Work instruction
Extend the passage below on Shires's remythologizing of Paul's eschatological language, picking up right after its final sentence.
**** Source passage
In such an endeavor, the problem of the language used and of the relation of the text to history stands in the foreground. While some Christians are satisfied with an uncritical literal approach to the Bible’s eschatological teaching, many are looking elsewhere for clarification. What do these symbols mean? What is Paul saying to us today? Is demythologizing the answer?
Shires responds with an emphatic “No.” What he proposes is a remythologizing, i.e., an “attempt to understand the background of … [Paul’s] symbolism so that by it his meaning … is clarified.” Paul may use mythological language, but this does not mean that his beliefs belong only to an earlier age and have no abiding truth or relevance for us today. Bultmann’s reinterpretation of eschatological statements in terms of religious experience is rejected on two counts. First, his approach does not do justice to “the time-category in which we are saved,” and secondly, he is too arbitrary in his altering of and subtracting from the text. Shires rightly argues that “the relationship between revelation and its medium is so close that neither can stand without the other.”
********
**** Dataset content
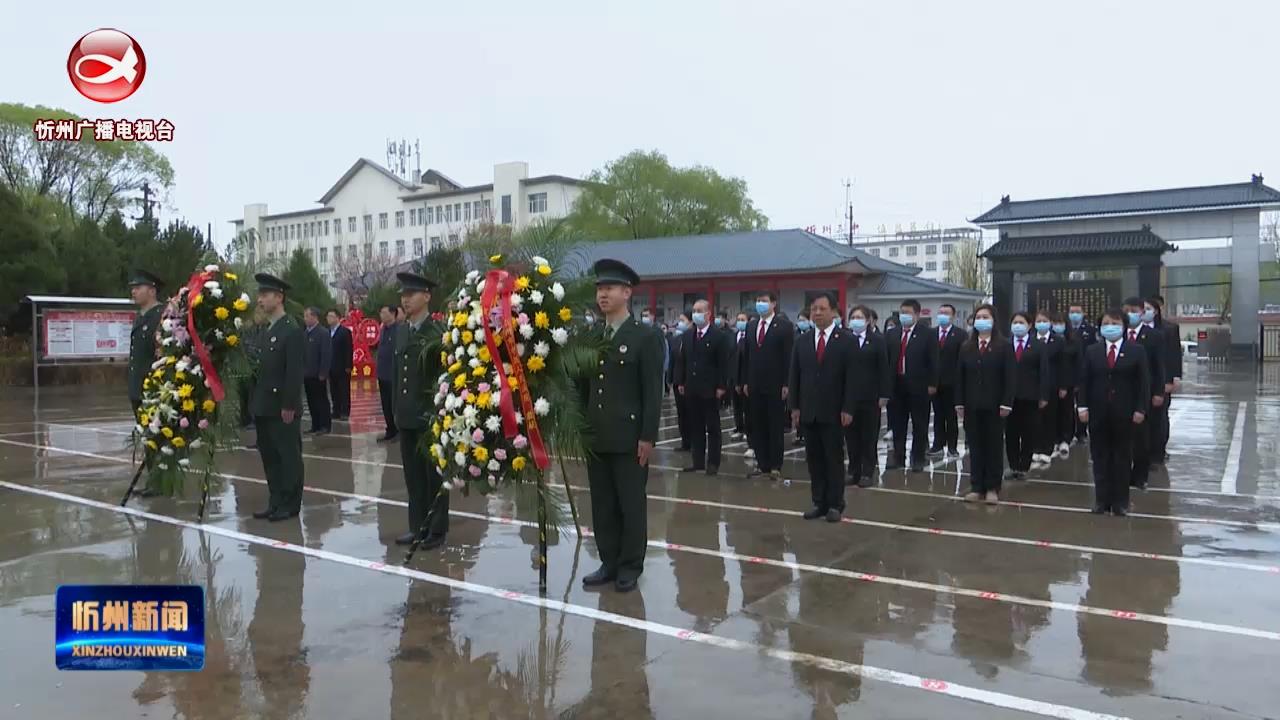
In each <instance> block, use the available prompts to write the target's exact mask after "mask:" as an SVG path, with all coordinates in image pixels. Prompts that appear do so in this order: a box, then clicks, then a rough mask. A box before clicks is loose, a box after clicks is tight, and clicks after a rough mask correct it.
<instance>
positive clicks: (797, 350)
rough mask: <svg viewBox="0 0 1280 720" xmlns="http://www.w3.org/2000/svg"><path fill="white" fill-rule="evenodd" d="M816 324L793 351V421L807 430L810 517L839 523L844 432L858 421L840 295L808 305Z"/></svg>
********
Task output
According to Shires, myth is a legitimate means of describing religious objects. Its purpose is to “present that which lies beyond the descriptive power of words.” This transcendental imagery does not, however, disallow the reality of the historical process. Bultmann is wrong when, standing in the Hellenistic tradition, he says that “history is swallowed up by eschatology.” Shires insists that early Christian eschatology is firmly anchored in the facts of history.
Many conservatives will not wholly agree with the author’s understanding of what is literal and what is symbolic in Paul’s eschatological language. For instance, he rejects J. A. T. Robinson’s notion that Paul was mistaken in expecting Christ’s imminent return but agrees with R. Niebuhr that “the symbol of the second coming of Christ can neither be taken literally nor dismissed as unimportant.”
The reader will quickly note that Shires’s basic orientation is that of Oscar Cullmann. God’s redemptive processes have taken place in time, and in the Bible there is no antithesis between time and eternity. For Paul all history is chronological progression, and his eschatology has the same tension between present and future as does that of Jesus. In this age the Messianic Kingdom of Christ is already present, and many of the blessings of “the age to come” are available for the believer now.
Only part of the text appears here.